+++ TASK INPUT
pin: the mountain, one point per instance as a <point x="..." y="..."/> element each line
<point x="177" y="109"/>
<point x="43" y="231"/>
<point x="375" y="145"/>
++++++
+++ TASK INPUT
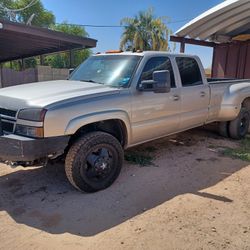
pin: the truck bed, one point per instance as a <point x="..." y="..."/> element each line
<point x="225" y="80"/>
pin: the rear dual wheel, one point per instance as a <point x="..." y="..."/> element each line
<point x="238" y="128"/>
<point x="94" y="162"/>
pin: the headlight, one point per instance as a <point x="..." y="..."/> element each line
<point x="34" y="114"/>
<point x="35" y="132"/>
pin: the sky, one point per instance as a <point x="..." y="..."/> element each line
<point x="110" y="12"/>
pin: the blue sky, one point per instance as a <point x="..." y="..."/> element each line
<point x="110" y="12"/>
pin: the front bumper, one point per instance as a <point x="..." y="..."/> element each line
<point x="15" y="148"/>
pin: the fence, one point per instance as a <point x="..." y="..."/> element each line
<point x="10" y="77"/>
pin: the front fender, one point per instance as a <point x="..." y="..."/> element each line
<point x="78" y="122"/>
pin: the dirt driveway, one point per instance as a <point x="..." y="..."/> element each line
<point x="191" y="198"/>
++++++
+++ TASK INPUT
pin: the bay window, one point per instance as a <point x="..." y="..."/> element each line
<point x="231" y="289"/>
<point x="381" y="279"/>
++++++
== WHAT IS BEING ASKED ==
Pick out each line of the data above that contains the string "front". Treat uppercase and lowercase letters as different.

== TASK RESPONSE ==
pin: the front bumper, one point per instance as a <point x="..." y="..."/> element each line
pin: the front fender, one point per instance as a <point x="..." y="..."/> element each line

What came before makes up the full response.